▸ INPUT FOR THIS TASK

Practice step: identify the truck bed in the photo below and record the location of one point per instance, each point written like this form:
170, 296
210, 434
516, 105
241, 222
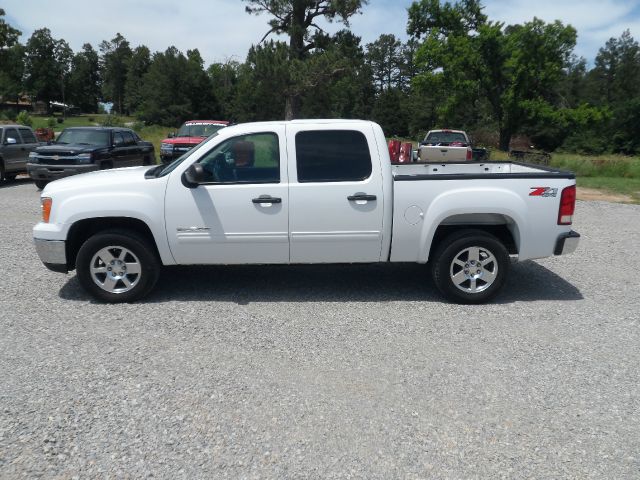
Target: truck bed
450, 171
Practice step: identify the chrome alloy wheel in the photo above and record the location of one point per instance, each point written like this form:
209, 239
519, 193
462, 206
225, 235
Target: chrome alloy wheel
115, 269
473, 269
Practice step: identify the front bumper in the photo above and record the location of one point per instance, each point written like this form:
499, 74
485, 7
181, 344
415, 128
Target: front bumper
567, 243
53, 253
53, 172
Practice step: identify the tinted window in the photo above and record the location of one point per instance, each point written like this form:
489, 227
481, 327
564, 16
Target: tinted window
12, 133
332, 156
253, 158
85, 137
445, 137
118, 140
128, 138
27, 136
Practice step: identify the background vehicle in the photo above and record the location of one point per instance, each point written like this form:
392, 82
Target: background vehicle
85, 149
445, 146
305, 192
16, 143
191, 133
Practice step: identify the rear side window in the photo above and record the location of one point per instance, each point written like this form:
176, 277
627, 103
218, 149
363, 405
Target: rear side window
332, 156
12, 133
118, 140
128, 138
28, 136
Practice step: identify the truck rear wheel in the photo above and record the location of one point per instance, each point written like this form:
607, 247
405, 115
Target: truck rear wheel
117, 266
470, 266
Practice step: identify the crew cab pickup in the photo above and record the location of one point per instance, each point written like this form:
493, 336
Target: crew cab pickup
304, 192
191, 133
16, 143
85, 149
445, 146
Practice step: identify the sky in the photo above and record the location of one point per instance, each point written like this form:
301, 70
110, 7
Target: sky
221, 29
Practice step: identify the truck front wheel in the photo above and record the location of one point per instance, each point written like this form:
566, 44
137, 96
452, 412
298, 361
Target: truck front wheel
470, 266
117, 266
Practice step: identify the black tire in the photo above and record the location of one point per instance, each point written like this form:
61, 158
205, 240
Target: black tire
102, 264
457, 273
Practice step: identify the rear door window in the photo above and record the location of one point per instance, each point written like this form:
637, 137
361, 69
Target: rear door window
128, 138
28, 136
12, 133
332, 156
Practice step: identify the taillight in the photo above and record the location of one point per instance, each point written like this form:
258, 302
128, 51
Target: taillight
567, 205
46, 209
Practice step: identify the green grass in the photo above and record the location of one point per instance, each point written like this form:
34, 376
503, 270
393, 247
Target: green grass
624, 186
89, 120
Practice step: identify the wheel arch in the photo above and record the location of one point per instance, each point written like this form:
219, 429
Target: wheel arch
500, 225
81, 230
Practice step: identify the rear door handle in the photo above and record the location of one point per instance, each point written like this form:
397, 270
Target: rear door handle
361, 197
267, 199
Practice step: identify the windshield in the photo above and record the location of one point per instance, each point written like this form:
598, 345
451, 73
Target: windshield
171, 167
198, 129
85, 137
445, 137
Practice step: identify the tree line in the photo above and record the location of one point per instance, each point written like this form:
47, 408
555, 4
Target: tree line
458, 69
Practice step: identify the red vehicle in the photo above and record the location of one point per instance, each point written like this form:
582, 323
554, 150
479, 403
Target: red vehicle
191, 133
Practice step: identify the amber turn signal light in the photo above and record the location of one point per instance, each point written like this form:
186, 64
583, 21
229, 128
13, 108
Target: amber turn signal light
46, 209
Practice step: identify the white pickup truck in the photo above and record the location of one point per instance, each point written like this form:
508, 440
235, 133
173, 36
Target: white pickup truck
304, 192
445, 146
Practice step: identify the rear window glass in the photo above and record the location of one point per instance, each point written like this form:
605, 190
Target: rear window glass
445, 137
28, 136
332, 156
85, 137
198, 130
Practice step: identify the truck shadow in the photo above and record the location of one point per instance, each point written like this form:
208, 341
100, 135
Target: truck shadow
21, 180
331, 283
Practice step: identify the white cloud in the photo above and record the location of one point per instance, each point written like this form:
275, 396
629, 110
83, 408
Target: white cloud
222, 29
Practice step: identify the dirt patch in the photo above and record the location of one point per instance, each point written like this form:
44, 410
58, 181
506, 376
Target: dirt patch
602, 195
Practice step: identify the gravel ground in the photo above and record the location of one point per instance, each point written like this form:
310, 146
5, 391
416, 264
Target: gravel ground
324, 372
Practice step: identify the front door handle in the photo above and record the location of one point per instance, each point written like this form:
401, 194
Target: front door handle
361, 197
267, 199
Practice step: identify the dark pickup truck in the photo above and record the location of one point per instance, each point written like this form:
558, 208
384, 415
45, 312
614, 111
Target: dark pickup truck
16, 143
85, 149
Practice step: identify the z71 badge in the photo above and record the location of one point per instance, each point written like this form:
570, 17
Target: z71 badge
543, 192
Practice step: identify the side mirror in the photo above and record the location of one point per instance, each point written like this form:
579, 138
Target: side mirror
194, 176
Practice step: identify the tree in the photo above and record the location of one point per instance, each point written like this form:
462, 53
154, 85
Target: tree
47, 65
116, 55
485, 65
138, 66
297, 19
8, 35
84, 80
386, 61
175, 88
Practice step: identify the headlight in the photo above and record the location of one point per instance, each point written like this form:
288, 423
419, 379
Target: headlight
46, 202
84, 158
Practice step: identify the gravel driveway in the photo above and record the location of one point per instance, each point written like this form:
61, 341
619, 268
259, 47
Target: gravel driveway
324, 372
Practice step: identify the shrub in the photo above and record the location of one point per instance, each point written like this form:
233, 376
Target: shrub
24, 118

▸ EXERCISE
Repeat the material above in full and exactly, omitting the pictures.

▸ OUTPUT FOR THIS TASK
Practice step: identify the truck bed in the photo below and record the location of one point per instance, each point written like this form:
170, 296
210, 434
516, 105
241, 222
Target: truck bed
450, 171
Practice step: identify the chrome alloy wheel in the photo above and record the location of one point per instance, each point written like this form:
209, 239
519, 193
462, 206
225, 235
Target: chrome alloy wheel
115, 269
473, 269
Practice step: identify the front bumper in the photo above and record the location of one point per instance, each point written like this form:
499, 74
485, 7
181, 344
415, 128
Target: front bumper
567, 243
53, 253
53, 172
Practice step: identify the tinted window in the photo above and record the location of one point per instance, each point written like this form:
489, 227
481, 327
564, 16
Target: tinted window
12, 133
332, 156
253, 158
85, 137
445, 137
118, 140
128, 138
27, 136
Practice step: identify the background vehicle in the photo above and record the location of one point per instance, each point written like this form:
392, 82
Target: background vehicle
85, 149
445, 146
305, 192
16, 143
191, 133
Practice step: identify the rear side window in the photo above and record the location of one point per instance, each point written like this form:
176, 277
627, 103
218, 149
363, 405
Target: rear side window
332, 156
12, 133
118, 140
128, 138
28, 136
Practice step: identify the truck rear wheel in the photo above and record the location of one point per instance, each point written like this form:
607, 247
405, 115
Target: truck rear wheel
117, 266
470, 266
Practice step: identify the crew cab pickup in the photo above and record the location of one point per instance, each point written like this form:
493, 336
Target: crew cab pickup
304, 192
191, 133
16, 143
85, 149
445, 146
Practice step: identify the sky in the photo above and record the location of one point per instance, each point written like this form:
301, 70
110, 7
Target: sky
221, 29
Practice step: identify the truck front wheel in the photo above and record the location of one point per instance, each point written like this form:
566, 44
137, 96
452, 412
298, 361
Target: truck front wheel
470, 266
117, 266
Practice step: identify the black tire in the photo above and record the location of one point per instance, each point written like this form:
61, 158
205, 240
Target: black tire
102, 264
457, 273
Practice step: identify the rear door window in the photo above and record the location of one point per instance, each point written like this form:
637, 137
361, 69
Target: rear door window
128, 138
28, 136
12, 133
332, 156
Practice step: identify the taillight in the photo above and record the location of one point per instance, each point written like this form:
258, 302
128, 51
Target: taillight
567, 205
46, 209
Practice step: identify the green grass in the photo above and record the location of one point per instance, each point written like this form:
34, 376
503, 270
393, 247
Target: green grass
624, 186
89, 120
Practice step: identify the wheel arch in the photo above and record the location of one point per instance, each point written like this form:
219, 429
Target: wheel arch
500, 225
81, 230
Practice step: identify the rear door handle in the photo above and record the location of one point per instance, each point written like this form:
397, 270
Target: rear door handle
361, 197
267, 199
Practice step: identify the windshield in the photo above and record the location of one point per instance, each point written like this form:
598, 345
451, 73
Target: windshield
171, 167
198, 129
85, 137
445, 137
Practice step: identify the tree line in the photo above and record the location of one point per instance, each point written like this form:
47, 408
555, 4
Target: tree line
458, 69
Practice step: identify the red vehicle in the photo above and record the location of one point per instance, each point written like this form:
582, 323
554, 150
479, 403
Target: red vehicle
191, 133
Practice step: identify the amber turn signal light in the photo above and record the location of one point per instance, each point written like this form:
186, 64
583, 21
229, 128
13, 108
Target: amber turn signal light
46, 209
Practice step: identify the white pickup truck in the photo above and record the location of one point per instance, each point written like this form:
508, 440
235, 133
173, 36
Target: white pickup truck
304, 192
445, 146
Practice step: identify the rear window glass in the photo above and record the location of one point per instance, each point written like this form:
605, 190
Target: rear window glass
445, 137
28, 136
332, 156
85, 137
198, 130
Practice step: identify the truck shadow in the photo above and record the location of one point per instance, each point written like this form:
208, 341
100, 135
Target: truck shadow
21, 180
331, 283
Practice step: identify the white cloud in the photo above and record the location of one point per instance, each point written like this form:
275, 396
629, 110
83, 408
Target: white cloud
222, 29
Practice step: identify the dirt patch in the photo above and record the location of one point per instance, each point written like this form:
44, 410
58, 181
506, 376
Target: dirt patch
602, 195
Practice step: identify the gravel ground in the photo above and record the location of one point per instance, each point written like this form:
310, 146
5, 391
416, 264
Target: gravel ground
324, 372
Practice step: identify the front door handle in the photo above and record the location of one point per instance, each point written like this form:
401, 194
Target: front door handle
361, 197
267, 199
Practice step: identify the dark pickup truck in the photo above and record the location of one point per instance, each point written like this form:
558, 208
384, 415
45, 312
614, 111
Target: dark pickup truck
16, 143
85, 149
Practice step: identify the z71 badge in the photo above and record the location of one point per instance, each point written like this form:
570, 17
Target: z71 badge
543, 192
Practice step: identify the side mirror in the photo above and record the location of one point per instance, each point written like this form:
579, 138
Target: side mirror
194, 176
Practice step: identify the tree in the photo above and record the location of one point per instance, each point written like this form:
462, 53
154, 85
Target: tree
47, 65
116, 55
485, 65
138, 66
297, 19
8, 35
84, 80
386, 61
175, 88
Practice step: identify the headlight in the photo above and record the location of one point per instance, each point written like this form:
288, 423
419, 379
Target: headlight
46, 202
84, 158
Practice step: identify the gravel driveway in the photo above and record the location of one point per instance, each point written like this form:
61, 341
619, 268
259, 47
Target: gravel driveway
324, 372
Practice step: identify the shrub in the photo above and record the location of one point per instance, each point written like this form:
233, 376
Target: shrub
24, 118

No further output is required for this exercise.